Petunjuk Tugas -
**A.** Jelaskan dalam satu hingga tiga kalimat alasan Direktorat Jenderal Hortikultura terus berupaya melakukan konsolidasi, sesuai yang dinyatakan dalam kutipan dokumen.
**B.** Menurut kutipan dokumen, untuk keperluan apa Kementan membangun koordinasi dengan pihak asosiasi penerbangan Indonesia?

Kutipan Dokumen -
* * * * * * * * *
*Rilis Kementan, 7 Juni 2020*
No. 630/R-KEMENTAN/06/2020
Jakarta – Kementerian Pertanian mendorong terwujudnya stabilisasi pasokan dan harga pangan strategis di seluruh wilayah Indonesia. Ini sebagaimana arahan Menteri Pertanian Syahrul Yasin Limpo.
Dalam berbagai kesempatan, SYL menekankan soal pentingnya menjaga ketersediaan aneka cabai dan bawang. Mulai dari pasokan hingga harga sehingga petani untung dan konsumen tersenyum.
Direktur Jenderal Hortikultura Kementan, Prihasto Setyanto mengatakan, di tengah perkembangan harga cabai yang terus menurun di tingkat petani di beberapa sentra produksi, pemerintah tidak tinggal diam.
Direktorat Jenderal Hortikultura, kata Prihasto, terus berupaya melakukan konsolidasi untuk mencari solusi yang cepat, tepat dan bisa dieksekusi agar harga cabai menguntungkan petani.
“Kementan c.q. Ditjen Hortikultura berkomitmen penuh menjaga stabilitas produksi dan pasokan cabai demi kebutuhan masyarakat, termasuk distribusinya ke daerah luar sentra. Terpenting juga, harga cabai yang turun sehingga merugikan petani,” ungkap Prihasto di Jakarta , Jumat (5/6).
Terkait menurunnya harga cabai, Anton-sapaannya–memaparkan beberapa alternatif pilihan. Pertama, mendorong sektor hilir, seperti logistik distribusi, substitusi bahan olahan industri dengan cabai lokal, pengembangan industri olahan skala rumah tangga.
Kedua, bangun koordinasi dengan pihak asosiasi penerbangan Indonesia untuk subsidi biaya kargo dan mendorong pemerintah daerah tetap menginisiasi pasar lelang cabai.
* * * * * * * * *
Cuplikan Data -
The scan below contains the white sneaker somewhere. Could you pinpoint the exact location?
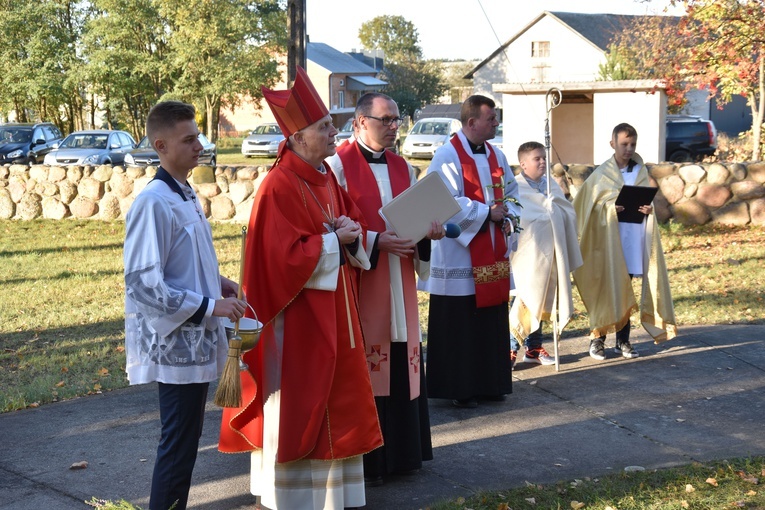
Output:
[523,347,555,365]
* * * * * * * * *
Kunci Jawaban -
**A.** Direktorat Jenderal Hortikultura melakukan konsolidasi untuk mencari solusi yang cepat, tepat, dan bisa dieksekusi agar harga cabai menguntungkan petani. Upaya ini dilakukan karena harga cabai terus menurun di tingkat petani di beberapa sentra produksi.

**B.** Untuk subsidi biaya kargo.